## [SHORT EXERCISE 1]
Answer from the passage about Mawrdew Czgowchwz:
(a) Like which figure do McCourt's creatures "live for art and live for love"?
(b) What does the passage call these creatures?
(c) What charge does the passage say they and McCourt are excused from?
## [SHORT EXERCISE 2]
Pick up the passage about Mawrdew Czgowchwz after its last sentence and keep it going.

## [PASSAGE SHOWN]
James McCourt re-orders priorities [in "Mawrdew Czgowchwz"]. Like La Tosca, his creatures live for art and live for love. They are operaphiles, and opera is the most important thing in the world—at last someone has had the courage to say that.

This excuses them and McCourt from the charge of frivolity, which might otherwise have been leveled at the likes of Halcyon Q. Paranoy, Dame Sybil Farewell-Tarnysh, Merovig Creplaczx and Tangent Percase, people who casually utter gems like "What is laughter but somehow the cabaletta to grief?" and "Not for the squeamish?—Who are they, a sect?" and "Reality does not occur, it is enforced."

## [Shape annotation entries]

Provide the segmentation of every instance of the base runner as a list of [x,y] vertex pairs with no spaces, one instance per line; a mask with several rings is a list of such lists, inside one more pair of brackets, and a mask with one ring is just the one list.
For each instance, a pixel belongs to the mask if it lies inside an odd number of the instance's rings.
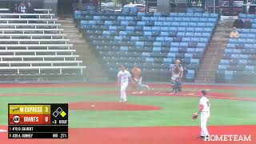
[[134,76],[134,80],[136,84],[136,88],[138,88],[140,90],[142,89],[150,90],[148,85],[142,84],[142,77],[141,76],[142,70],[138,67],[137,65],[134,65],[134,67],[132,70],[132,73]]
[[209,132],[206,127],[207,121],[210,118],[210,102],[206,98],[206,91],[200,90],[201,98],[199,103],[199,110],[193,114],[192,118],[196,119],[198,114],[201,113],[201,135],[199,139],[208,141],[209,140]]
[[128,86],[129,79],[134,83],[133,78],[129,71],[126,70],[126,68],[124,65],[121,66],[121,70],[118,74],[118,87],[120,87],[120,102],[126,102],[126,88]]

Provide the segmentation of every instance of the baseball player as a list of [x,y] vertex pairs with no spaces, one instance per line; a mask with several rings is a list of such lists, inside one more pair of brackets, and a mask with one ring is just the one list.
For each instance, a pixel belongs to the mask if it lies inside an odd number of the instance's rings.
[[173,92],[181,92],[182,91],[182,78],[183,77],[183,68],[180,64],[180,61],[177,60],[175,62],[174,67],[172,69],[171,74],[171,84],[173,84]]
[[121,101],[122,102],[126,102],[126,88],[128,86],[129,79],[134,83],[133,78],[129,71],[126,70],[126,68],[124,65],[121,66],[121,70],[118,74],[118,87],[120,87],[121,93]]
[[[142,70],[137,66],[137,65],[134,65],[134,67],[132,70],[134,80],[135,82],[135,84],[137,86],[137,88],[142,89],[146,88],[147,90],[150,90],[150,86],[148,85],[142,84],[142,77],[141,76]],[[140,93],[142,93],[141,91]]]
[[210,117],[210,104],[206,98],[206,91],[200,90],[201,98],[199,103],[198,112],[194,113],[193,115],[198,115],[201,113],[201,135],[199,139],[207,141],[209,140],[209,133],[206,127],[206,123]]

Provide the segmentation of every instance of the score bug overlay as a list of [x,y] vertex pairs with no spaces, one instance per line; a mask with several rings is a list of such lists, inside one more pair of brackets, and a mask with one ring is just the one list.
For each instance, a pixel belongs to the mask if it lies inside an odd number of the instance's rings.
[[68,138],[68,104],[8,104],[9,138]]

## [TASK RESPONSE 1]
(a) La Tosca
(b) Operaphiles
(c) The charge of frivolity

## [TASK RESPONSE 2]
Amidst follies thick as post-performance traffic, McCourt tells the tale of Mawrdew Czgowchwz (pronounced "gorgeous"), "the diva of the moment," the ultimate opera singer of the fifties. Ever since her solo flight from newly Russified Czechoslovakia ended in a crash landing on the Champs Elysées, she has held the imagination of the world in thrall. The lady combines the onstage temperament of Callas with the offstage amiability of Tebaldi and a soupçon of De Los Angeles melancholy and Nilsson wit. She is the first "oltrano," possessing a range of three and a half octaves to F-sharp in alt and a repertory that includes Mélisande, Orfeo, the Queen of the Night, Norma, Brünnhilde, Katisha, both Dido and Cassandra in "Les Troyens," both the Marschallin and Octavian in "Rosenkavalier," and both Leonora and Azucena in "Il Trovatore."…

"Mawrdew Czgowchwz" is not a parody of anything in particular, but a mélange of fantasies, the author's daydream of what the world could be if a few discrepancies in the perfection of reality were set to rights, something like Nabokov's "Ada" or Vian's "Mood Indigo." This is a world where hunger strikes occur to protest the Met's firing of a singer, where blizzards vanish in a day, permitting audiences to attend the opera, where crowds gather and respond on cue, as do clouds. Everyone is wise and good save for a few wicked on whom divine retribution swiftly falls. Central Park is free of muggers and available for masquerades.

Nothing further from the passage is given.